■ **DOCUMENT SECTION**:

--------------------------------

I’m often embarrassed at how easily I cry when praying or talking about God. But I’m starting to understand that this is a gift, to be so moved. Thank you for your story today. It was perfect.
Becky Keife says
A gift to be so moved. Yes, Heather, I think it is, too! I’m also very tenderhearted and I used to feel like my sensitivity was a liability, but God is showing me how it’s part of my divine wiring, a reflection of part of His character. Keep *breathe*ing in the Word and Spirit, surely the Lord has great plans for new life for you this year.
Ros says
Dear Becky,
I can’t thank you enough for your post! I’ve followed this site for some months & been touched by so many of the posts, but this was something else.. I thank God that He used you & your professor to, I believe, totally transform my life!
God’s Spirit used it to just totally overwhelm me, with His conviction to pray into so many dead bone areas in my life & my family’s life, brought about by circumstances outside my control, situations I had resigned myself to – that the status quo was what God wanted in my life – for now..
Now – I have REALLY prayed & prophesied into those dead bone areas – most lasting 25 years & I now believe THESE BONES SHALL LIVE with the BREATH OF GOD in them!
Thank you!
Ros
Becky Keife says
Oh, Ros, I wish you could see the Spirit-chills running up and down my arms and legs. Only God. Only God knows the truth we need exactly when we need it and how our hearts can be receive it. I’m humbled and grateful to know how He used this post to reach into your life today. I’m praying with you for new life in those dry bones! He is able! Much love, sister.
Katie Wilson says
Thank you so much for sharing! I am praying and believing for a “dry bones come alive” kinda year! I am tearing up just typing that! And what a blessing to have teachers out there who are still moved, and not afraid to show it, by the beauty and power of God’s Word! GoGod Katie psalm8110.com
Becky Keife says
I love that, Katie! Praying and believing for a “dry bones come alive” kinda year! Me, too!
Leslie M. says
OH MY GOODNESS I NEEDED this today – God’s timing is perfect…I am in the middle of my Master’s degree in Counseling while working a counseling job and trying to be a wife and mother still. The amount of work and the deadlines in my class that just started this week seems overwhelming to me as I tried to keep up this week alone and not even think about the paper due in 3 weeks and the video in 5 weeks wondering how to do it all. I’ve considered dropping the course and been praying. I felt as if God was saying NO don’t drop it and last night heard something on our Christian radio station that seemed to clarify that too – and now this morning I read your post. I KNOW He is saying (through you) He WILL breathe into me these next 8 (now 7) weeks and I need to stick with it and rely on HIM. THANK YOU. May you be blessed as you have blessed me.

--------------------------------

■ **INFORMATION SHOWN**:
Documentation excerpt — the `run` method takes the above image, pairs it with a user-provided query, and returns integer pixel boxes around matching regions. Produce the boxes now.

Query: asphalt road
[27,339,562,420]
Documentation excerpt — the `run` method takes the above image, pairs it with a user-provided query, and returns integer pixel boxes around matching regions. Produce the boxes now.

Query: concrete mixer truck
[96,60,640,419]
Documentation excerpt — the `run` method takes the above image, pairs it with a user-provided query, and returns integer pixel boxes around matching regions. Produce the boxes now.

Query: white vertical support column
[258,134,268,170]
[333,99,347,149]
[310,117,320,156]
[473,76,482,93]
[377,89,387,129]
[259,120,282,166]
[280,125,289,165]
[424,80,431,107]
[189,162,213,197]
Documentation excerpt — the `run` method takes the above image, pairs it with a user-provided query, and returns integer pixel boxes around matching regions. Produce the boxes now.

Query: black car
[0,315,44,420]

--------------------------------

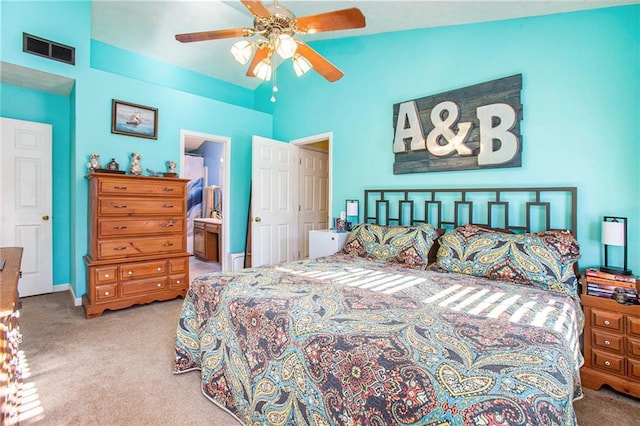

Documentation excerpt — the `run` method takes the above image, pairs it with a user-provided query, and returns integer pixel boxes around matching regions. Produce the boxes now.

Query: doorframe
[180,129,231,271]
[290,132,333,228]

--------------------------------

■ **THINGS TO DO**:
1: Extract the portion of the comment thread from "Leslie M. says" up to and including "have blessed me.", copying it word for word.
2: Continue the comment thread about prayer and dry bones coming alive, picking up after its last comment.

■ **ANSWERS TO THE TASKS**:
1:
Leslie M. says
OH MY GOODNESS I NEEDED this today – God’s timing is perfect…I am in the middle of my Master’s degree in Counseling while working a counseling job and trying to be a wife and mother still. The amount of work and the deadlines in my class that just started this week seems overwhelming to me as I tried to keep up this week alone and not even think about the paper due in 3 weeks and the video in 5 weeks wondering how to do it all. I’ve considered dropping the course and been praying. I felt as if God was saying NO don’t drop it and last night heard something on our Christian radio station that seemed to clarify that too – and now this morning I read your post. I KNOW He is saying (through you) He WILL breathe into me these next 8 (now 7) weeks and I need to stick with it and rely on HIM. THANK YOU. May you be blessed as you have blessed me.

2:
Becky Keife says
Leslie, I never stop being amazed at how God works and weaves messages and hope through His children in ways that can only be described as divine. I am so right there with you, girl, in needed God’s continual wisdom, strength, and grace to persevere through this intense season of balancing work, grad school, and family. I’m so blessed this post reached you at just the right time! Many blessings on your journey.
Kelli McKnight says
This story is the perfect slice of encouragement I needed this morning. Oh, that we would all be choked up with the beauty and truth of Gods word. May it sink down into our dry bones. YES!
Becky Keife says
Thank you so much, Kelli. So glad you’re here.
Marie says
As a teacher, if I can reach just one as you’ve been reached, I will know God has shone through.
What a blessing! Well written.
Marie
Becky Keife says
Surely God is using you in your classroom also, Marie, as you fix our eyes on Him. Love your heart for teaching and the Lord you’ve expressed here. Thanks for reading.
Cecelia says
Thank you for sharing such an inspiring experience!!
May God breathe into my life today and touch other lives through His power and Presence as I go about the activities of this day.
In my life LORD, be glorified!!
Becky Keife says
Amen and amen! Thanks for sharing, Cecelia! So glad to have your voice of affirmation and encouragement here.
Elise says
This! This portion of scripture is exactly what I’ve been praying over all my decayed teeth – and now I’m reminded and encouraged to pray over so many areas of life. Motherhood, especially. I needed this, friend. God-timed. God chill-bumps and near-tears while reading. Thank you for strengthening my faith this morning!
Becky Keife says
His grace is so good, so far reaching, and faithful. You are a life-breathing source on my journey, dear friend. Thanks so much for this response, Elise. Praying with you!
Andrea says
I so very much needed to read this today… A day when I pledged again, and asked friends to hold me accountable, to spending time daily with Jesus, time spent restoring my relationship with him… Breathing life into dry bones.
Thank you for sharing and encouraging.
Becky Keife says
Andrea, I’ve been there before, too. Asking God for the desire to desire Him is a valuable and honest starting point. He loves you dearly and is excited to spend time with YOU. The God of new life has great things in store for your restoration this year. Praying and believing Him for it with you, friend.
Brenda says
Becky,
Thank you for sharing this life giving experience. My guess is all of us have some dry bone areas in our lives where we need the breath of life to move in. This was so touching, and that sweet professor–what a blessing!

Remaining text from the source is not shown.